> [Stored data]
_ _ _
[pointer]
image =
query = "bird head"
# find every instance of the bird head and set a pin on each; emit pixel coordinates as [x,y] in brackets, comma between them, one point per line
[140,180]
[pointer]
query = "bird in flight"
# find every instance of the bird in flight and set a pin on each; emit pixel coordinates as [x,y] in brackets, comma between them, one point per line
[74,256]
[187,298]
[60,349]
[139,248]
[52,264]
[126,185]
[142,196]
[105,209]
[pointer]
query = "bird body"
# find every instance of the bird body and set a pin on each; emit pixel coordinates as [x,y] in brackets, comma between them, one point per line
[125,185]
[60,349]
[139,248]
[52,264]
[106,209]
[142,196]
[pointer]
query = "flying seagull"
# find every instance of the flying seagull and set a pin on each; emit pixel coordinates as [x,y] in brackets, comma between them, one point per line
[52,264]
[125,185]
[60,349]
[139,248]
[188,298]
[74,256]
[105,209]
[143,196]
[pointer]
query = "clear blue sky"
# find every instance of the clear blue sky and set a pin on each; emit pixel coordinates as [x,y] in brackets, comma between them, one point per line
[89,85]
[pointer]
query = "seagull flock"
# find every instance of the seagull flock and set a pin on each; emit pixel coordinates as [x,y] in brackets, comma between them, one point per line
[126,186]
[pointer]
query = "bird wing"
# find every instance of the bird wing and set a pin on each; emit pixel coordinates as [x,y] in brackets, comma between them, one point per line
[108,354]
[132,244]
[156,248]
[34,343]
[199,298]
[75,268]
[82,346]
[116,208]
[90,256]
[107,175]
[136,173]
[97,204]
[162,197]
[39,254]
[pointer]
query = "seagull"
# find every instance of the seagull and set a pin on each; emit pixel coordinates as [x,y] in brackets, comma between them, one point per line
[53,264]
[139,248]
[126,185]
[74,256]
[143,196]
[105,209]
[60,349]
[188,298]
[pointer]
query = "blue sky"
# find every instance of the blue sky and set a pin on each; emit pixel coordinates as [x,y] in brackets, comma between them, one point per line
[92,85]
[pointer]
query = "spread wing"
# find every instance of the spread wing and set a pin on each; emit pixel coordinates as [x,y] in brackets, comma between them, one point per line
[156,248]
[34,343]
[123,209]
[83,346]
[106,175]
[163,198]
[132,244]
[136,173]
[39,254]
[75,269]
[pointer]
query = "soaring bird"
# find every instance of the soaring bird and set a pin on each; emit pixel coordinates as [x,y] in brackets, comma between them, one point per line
_ _ _
Write every entry out again exactly.

> [Solution]
[pointer]
image =
query = "bird head"
# find every instance of the bird head and set a pin on each; emit pixel coordinates as [x,y] in brackets, comma between them, one point per line
[140,180]
[pointer]
query = "bird in flight"
# find every instance of the bird in flight and set a pin on each; emit pixel coordinates as [x,y] in brackets, comma between them, one point per line
[74,256]
[187,298]
[60,349]
[139,248]
[52,264]
[126,185]
[142,196]
[105,209]
[pointer]
query = "bird body"
# find every instance of the bird body and set a pin on each; emit pixel coordinates as [x,y] in brackets, comma between them, one point per line
[125,185]
[60,349]
[139,248]
[52,264]
[106,209]
[142,196]
[pointer]
query = "flying seagull"
# find every instance of the flying seagull and set a pin on each; emit pixel coordinates as [x,y] in brackets, comma between them, one point per line
[52,264]
[125,185]
[60,349]
[139,248]
[188,298]
[74,256]
[105,209]
[143,196]
[pointer]
query = "clear blue sky"
# find every instance of the clear blue sky and set a pin on each; emit pixel coordinates as [x,y] in brackets, comma between them, one point per line
[89,85]
[pointer]
query = "seagull flock"
# find every instance of the seagull flock and set a pin on each; emit pixel coordinates as [x,y] in brackets, comma between them, one point per line
[126,186]
[pointer]
query = "bird wing"
# find every instance of the bird wing and set a pin on each; emit pixel coordinates as [x,y] in brackets, comma between them, one point per line
[108,354]
[132,244]
[156,248]
[34,343]
[199,298]
[75,268]
[82,346]
[116,208]
[90,256]
[107,175]
[136,173]
[97,204]
[162,197]
[39,254]
[pointer]
query = "seagull"
# find every instance of the seagull and set a pin on each; emit pixel coordinates as [x,y] in brackets, comma between them, one point per line
[53,264]
[139,248]
[126,185]
[74,256]
[143,196]
[105,209]
[60,349]
[188,298]
[pointer]
query = "blue sky"
# find every instance of the blue sky and set a pin on each; emit pixel coordinates as [x,y] in brackets, comma between them, one point per line
[92,85]
[pointer]
query = "spread wing"
# find every instance of the spread wing and set a pin on each; emit pixel coordinates as [x,y] in brackets, comma between them, one point per line
[156,248]
[34,343]
[123,209]
[83,346]
[106,175]
[163,198]
[132,244]
[136,173]
[39,254]
[75,269]
[pointer]
query = "soaring bird"
# find every instance of the soaring bird and set a pin on each; emit pixel coordinates as [x,y] in brackets, comma between them, one point per line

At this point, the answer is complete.